§ **WRITTEN INSTRUCTION 1**
Answer these questions using the article on the Colorado Springs tent city:
(a) How many tents made up the encampment?
(b) How many shelter beds will be ready before Nov. 10, and who are they reserved for?
(c) How many times were police called to the tent city over the past three weeks?

--- Begin DOCUMENT SECTION ---

More than 120 homeless people moved to creek beds, parks and motels under a cold drizzle Wednesday after a Colorado Springs nonprofit ordered the tent city on its property to disperse, citing pressure from city leaders.
The move came a day after Springs Rescue Mission received a citation for violating zoning ordinances by hosting the encampment - a cramped community of more than 50 tents.
Homeless advocates decried the move on the coldest day thus far of the season, and they questioned where people were expected to go. The city remains mired in a deep shortage of shelter space, and bans remain in place prohibiting camping on public property.
"They don't want us anywhere," said Michael Ehrlich, 55, who began camping at the tent city a week ago.
He and several other campers feared for their safety by losing strength in numbers.
Bonnie Teeter, 39, said the camp off West Las Vegas Street has a history of violence - she recalled fights involving people wielding bats - but it was safer than camping along a creek or under a bridge.
Theft also was a problem at the camp, she said, and her dentures had been stolen one morning. But she stressed that camping conditions and petty crime were always worse elsewhere.
"I don't know what's going to happen," said Teeter, who lived in the tent camp since June. "I don't foresee anything good."
Larry Yonker, the nonprofit's president and chief executive, said the tent city had grown unmanageable and had become a liability over the past six weeks.
Springs Rescue Mission had allowed the camp to exist while it constructed a 150-bed shelter directly to the west, which could expand to house 243 people during cold-weather months.
Those beds were originally slated to open Nov. 1, but only 52 will be ready before Nov. 10 and they will be reserved for women.
The nonprofit also is building a day center, apartments and other services that will cost nearly $28 million to complete. But that construction won't finish until 2018.
Mayor John Suthers said Tuesday that the camp had "gotten out of hand" despite the fact city officials allowed it as recently as late September.
Colorado Springs police were called to the tent city 28 times over the past three weeks, a police spokesman said, and many of those calls involved assaults.
Yonker said the cleanup marked a "devastating day."
"The more we were managing something, the more it looked like we were intentional about this as a solution for the community, and this is not," Yonker said. "We've grieved. This is probably one of the worst days of my life. And this week has been a tough week."
Few other shelter options existed.
No other nonprofits were capable of opening shelters to house all of the people at the tent city, said Aimee Cox, the city's community development manager.
"We have been really focused on creating the long-term plan so we can get out of this every year crisis response," Cox said.

--- End DOCUMENT SECTION ---
--- Begin RAW RECORDS ---

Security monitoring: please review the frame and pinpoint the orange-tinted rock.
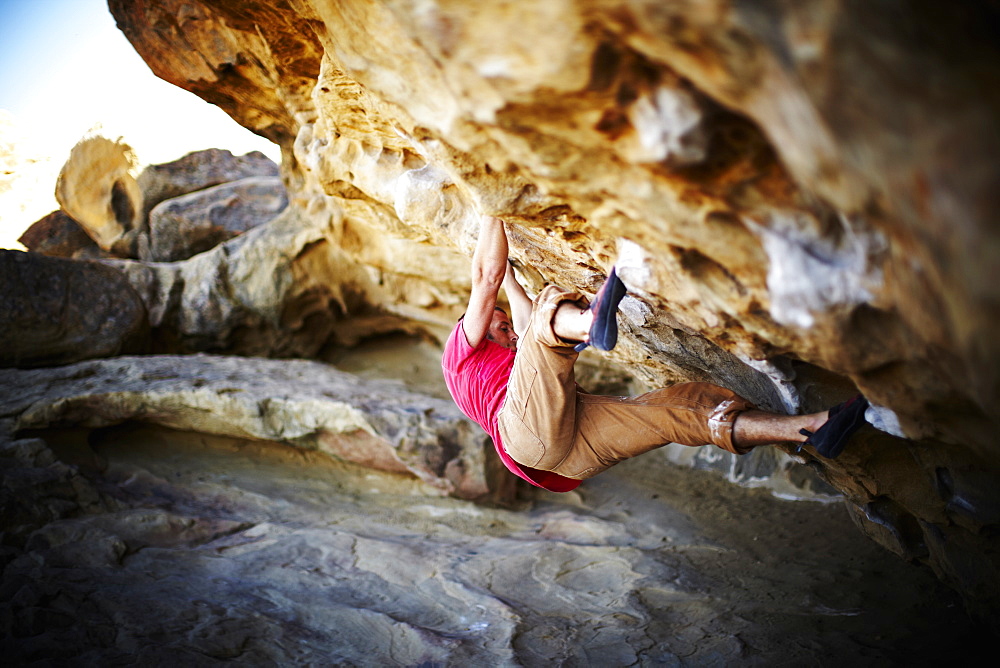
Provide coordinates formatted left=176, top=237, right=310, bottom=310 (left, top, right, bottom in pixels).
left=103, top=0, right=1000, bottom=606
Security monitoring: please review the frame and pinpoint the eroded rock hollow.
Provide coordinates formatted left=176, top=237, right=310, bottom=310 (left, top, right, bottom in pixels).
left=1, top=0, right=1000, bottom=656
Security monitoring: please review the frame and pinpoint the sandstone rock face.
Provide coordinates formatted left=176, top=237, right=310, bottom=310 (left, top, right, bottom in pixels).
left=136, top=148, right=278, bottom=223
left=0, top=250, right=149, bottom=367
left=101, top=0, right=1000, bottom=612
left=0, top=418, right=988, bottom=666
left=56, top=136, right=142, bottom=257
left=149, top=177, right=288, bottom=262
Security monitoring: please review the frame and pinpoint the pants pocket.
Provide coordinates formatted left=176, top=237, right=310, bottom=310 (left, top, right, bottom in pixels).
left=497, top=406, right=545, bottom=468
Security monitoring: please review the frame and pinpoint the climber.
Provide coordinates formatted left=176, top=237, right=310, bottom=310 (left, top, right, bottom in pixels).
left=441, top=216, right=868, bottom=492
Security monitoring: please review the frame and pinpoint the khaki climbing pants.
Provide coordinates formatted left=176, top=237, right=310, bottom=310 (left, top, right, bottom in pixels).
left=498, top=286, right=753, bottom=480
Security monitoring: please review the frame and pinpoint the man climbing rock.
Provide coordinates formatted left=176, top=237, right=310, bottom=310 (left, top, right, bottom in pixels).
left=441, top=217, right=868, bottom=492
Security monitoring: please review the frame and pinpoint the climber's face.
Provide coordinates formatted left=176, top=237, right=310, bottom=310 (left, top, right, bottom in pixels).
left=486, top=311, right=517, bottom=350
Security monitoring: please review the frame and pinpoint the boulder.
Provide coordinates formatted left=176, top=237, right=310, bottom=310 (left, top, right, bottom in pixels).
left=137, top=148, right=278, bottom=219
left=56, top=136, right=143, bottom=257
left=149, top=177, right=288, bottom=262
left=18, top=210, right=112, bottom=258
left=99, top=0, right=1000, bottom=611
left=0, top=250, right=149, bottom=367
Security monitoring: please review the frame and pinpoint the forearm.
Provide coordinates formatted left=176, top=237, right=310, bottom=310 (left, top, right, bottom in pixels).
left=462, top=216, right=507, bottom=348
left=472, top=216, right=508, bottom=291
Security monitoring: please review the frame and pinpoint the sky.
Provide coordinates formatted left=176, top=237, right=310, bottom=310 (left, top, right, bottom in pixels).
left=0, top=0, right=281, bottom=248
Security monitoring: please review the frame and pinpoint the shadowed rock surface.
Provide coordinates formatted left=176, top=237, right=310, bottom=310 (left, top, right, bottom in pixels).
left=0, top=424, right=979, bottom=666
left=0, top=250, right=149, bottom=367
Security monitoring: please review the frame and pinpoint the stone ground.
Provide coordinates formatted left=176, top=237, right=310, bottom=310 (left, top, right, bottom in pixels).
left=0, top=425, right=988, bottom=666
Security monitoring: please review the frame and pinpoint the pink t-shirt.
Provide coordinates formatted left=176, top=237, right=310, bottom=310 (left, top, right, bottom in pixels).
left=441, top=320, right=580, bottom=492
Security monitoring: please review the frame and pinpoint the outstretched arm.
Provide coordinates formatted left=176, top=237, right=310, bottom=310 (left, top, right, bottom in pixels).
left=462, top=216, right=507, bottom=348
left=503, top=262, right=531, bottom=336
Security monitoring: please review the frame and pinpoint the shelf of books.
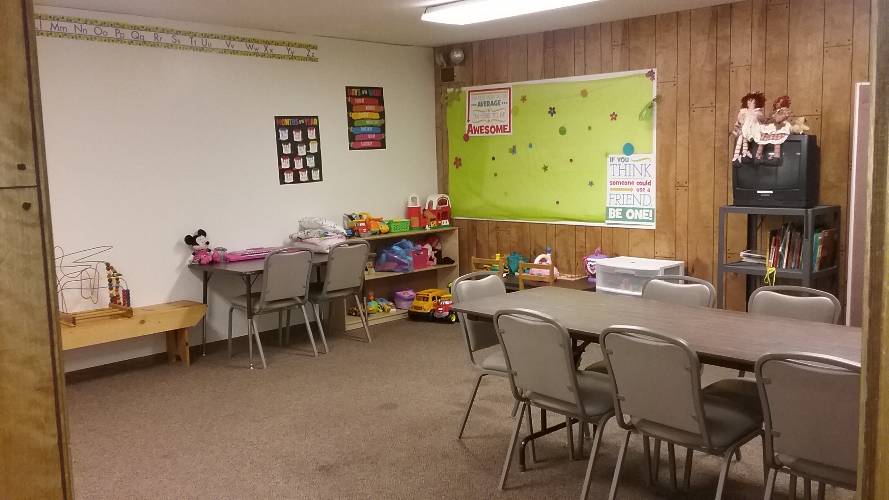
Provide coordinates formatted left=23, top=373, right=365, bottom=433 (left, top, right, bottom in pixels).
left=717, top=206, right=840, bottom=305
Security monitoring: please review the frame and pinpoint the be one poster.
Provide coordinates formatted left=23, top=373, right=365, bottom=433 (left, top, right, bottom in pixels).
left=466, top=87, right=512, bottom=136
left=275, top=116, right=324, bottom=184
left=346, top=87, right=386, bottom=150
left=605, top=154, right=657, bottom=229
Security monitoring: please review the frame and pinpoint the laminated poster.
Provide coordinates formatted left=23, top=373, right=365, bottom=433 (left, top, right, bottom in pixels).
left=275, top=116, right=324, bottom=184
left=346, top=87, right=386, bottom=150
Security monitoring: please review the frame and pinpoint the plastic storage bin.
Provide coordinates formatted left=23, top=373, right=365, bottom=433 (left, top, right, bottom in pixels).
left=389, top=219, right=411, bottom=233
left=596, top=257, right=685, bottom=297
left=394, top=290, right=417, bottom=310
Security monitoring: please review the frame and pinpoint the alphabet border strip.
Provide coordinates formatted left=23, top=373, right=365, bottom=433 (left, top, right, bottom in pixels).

--- End RAW RECORDS ---

§ **WRITTEN INSTRUCTION 2**
Give the lines of the entries, starting at the one that contains "plastic storage bin." and ending with the last line of the entries, as a JSON list of strings with one string per line and blank lines left out.

§ **EXPECTED OUTPUT 1**
(a) More than 50 tents.
(b) 52 beds, reserved for women.
(c) 28 times.

§ **EXPECTED OUTPUT 2**
[
  "Security monitoring: please review the frame and pinpoint the plastic storage bin.",
  "Provide coordinates formatted left=23, top=373, right=365, bottom=433 (left, top, right, bottom in pixels).",
  "left=389, top=219, right=411, bottom=233",
  "left=596, top=257, right=685, bottom=297",
  "left=394, top=290, right=417, bottom=310",
  "Security monitoring: please review the frame and pinpoint the alphabet border strip.",
  "Provide coordinates formatted left=23, top=373, right=365, bottom=433 (left, top, right, bottom in pixels)."
]